━━ Page extract ━━

Groundwater salinity generally increases away from the main recharge areas in the east (Figure 28), and from the mean Namoi River EC of 560 μS/cm to over 30,000 μS/cm in the Narrabri Formation (Barrett et al., 2006, as cited in Parsons Brinckerhoff, 2011).
McLean (2003) analysed changes in groundwater salinity between the mid 1980s and 1999 and concluded that the salinity of groundwater in the eastern part of the Lower Namoi had increased by 100 μS/cm over the last 30 years, and in the western portion of the aquifer by several thousand μS/cm. These increases have been attributed to changes in direction of potential flow paths caused by pumping practices (Kelly et al., 2007). The changes in water quality due to pumping were localised and showed no general trends (McLean, 2003).
The results from a recent hydrogeochemical sampling and characterisation project of alluvial groundwater in the Lower Namoi (Parsons Brinckerhoff, 2011) indicated that:
- Groundwater levels have declined by 1.5 to 4 m since the late 1970s.
- Major ion chemistry in all aquifers is dominated by sodium and chloride.
- The beneficial use of groundwater has deteriorated at some bores in the Narrabri Formation (no longer suitable for stock), Gunnedah Formation (no longer suitable for some crops including cotton) and Cubbaroo Formation (no longer suitable for some crops including cotton) since monitoring began.
- Some Gunnedah Formation bores showed a long-term increasing trend in salinity, which was attributed to vertical leakage of saline water from the upper aquifer and saline intrusion of pore waters. One Narrabri Formation bore and one Cubbaroo Formation bore also showed a long-term increasing trend in salinity.
- Processes influencing the major ion composition of groundwater include mixing, ion exchange, reverse ion exchange, and dissolution and precipitation of minerals such as carbonates and gypsum.
- There were no long-term changes in water type identified.

━━━
━━ Supplied information ━━

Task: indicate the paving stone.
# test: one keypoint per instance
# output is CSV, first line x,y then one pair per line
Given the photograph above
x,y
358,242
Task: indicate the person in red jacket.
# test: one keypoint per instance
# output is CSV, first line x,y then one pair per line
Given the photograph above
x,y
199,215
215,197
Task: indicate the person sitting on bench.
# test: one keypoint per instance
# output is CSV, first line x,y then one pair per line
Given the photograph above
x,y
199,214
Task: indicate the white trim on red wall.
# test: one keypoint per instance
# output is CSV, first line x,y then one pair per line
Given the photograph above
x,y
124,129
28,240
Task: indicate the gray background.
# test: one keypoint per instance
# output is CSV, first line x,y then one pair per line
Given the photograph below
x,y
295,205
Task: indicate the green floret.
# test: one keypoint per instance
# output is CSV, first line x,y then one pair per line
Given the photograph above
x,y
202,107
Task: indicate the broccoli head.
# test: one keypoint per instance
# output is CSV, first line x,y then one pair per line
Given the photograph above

━━━

» Instructions to follow: Pick up the passage on groundwater salinity in the Lower Namoi after its final sentence and continue writing it. The data come from a source separate from the passage on groundwater salinity.

» Exercise output:
Great Artesian Basin
Groundwater in the Pilliga Sandstone aquifers in the Namoi subregion is generally of good to fair quality and suitable for stock and domestic use. Salinity in the most widely-used aquifers is low but becomes more variable with depth. Groundwater salinity generally increases from the recharge areas along the groundwater flow path towards the north and west (GABCC, 2010). The increasing salinity trend may be a consequence of soluble ions leaching from overlying or underlying formations with marine depositional histories, the mixing of dilute recharge waters with saline waters present within deeper parts of the GAB and the dissolution or weathering of evaporates, carbonate minerals or incongruent dissolution of feldspars, micas or clay minerals along the flow path (Herczeg et al., 1991).
Following infiltration in the recharge zones, groundwater in the GAB aquifers tends to evolve from mixed cation-bicarbonate-chloride to sodium-bicarbonate-chloride dominant groundwater as a result of carbon dioxide production, carbonate dissolution, ion exchange and aluminosilicate weathering (Herczeg et al., 1991; Radke et al., 2000).
GAB groundwater tends to have high concentrations of sodium. This renders the water unusable for irrigation in most places due to high sodium absorption ratios in both the soil and applied groundwater. However, further north in the North Star/Yallaroi area, a combination of lower sodium groundwater and sandy soils allows irrigation to occur in the recharge areas on the eastern margin of the Basin. Sodium concentrations as low as 25 mg/L occur in the recharge areas, increasing progressively to over 1000 mg/L in the far west (GABCC, 2010).
Alkalinity (as bicarbonate) is the dominant anion and chloride concentrations are very low in the eastern recharge areas and the Coonamble Embayment (<50 mg/L) (GABCC, 2010).
Studies of stable isotope ratios of oxygen and deuterium (δ18O and δ2H) show that GAB groundwater is isotopically heavier (below the meteoric water line) than rainfall, indicating groundwater has probably undergone evaporation or other processes. Plots of samples from specific regions, such as the recharge areas, central parts and discharge areas of the GAB provide different patterns. All δ18O and δ2H plots indicate that the artesian groundwater is meteoric in origin (CSIRO, 2012).
Chlorine-36 data for the New South Wales portion of the GAB indicate flow systems increasing in age along the inferred hydraulic gradient, with indicative groundwater ages ranging from less than 5000 years, within the highland areas and river alluvial valleys in the recharge zone, to greater than 200,000 years, in the western part of the Coonamble Embayment (Radke et al., 2000). The inferred horizontal flow rates are 4 m/year in the alluvial fans that abut the Great Dividing Range, decreasing to less than 1 m/year as groundwater traverses towards the plains (Herczeg, 2008).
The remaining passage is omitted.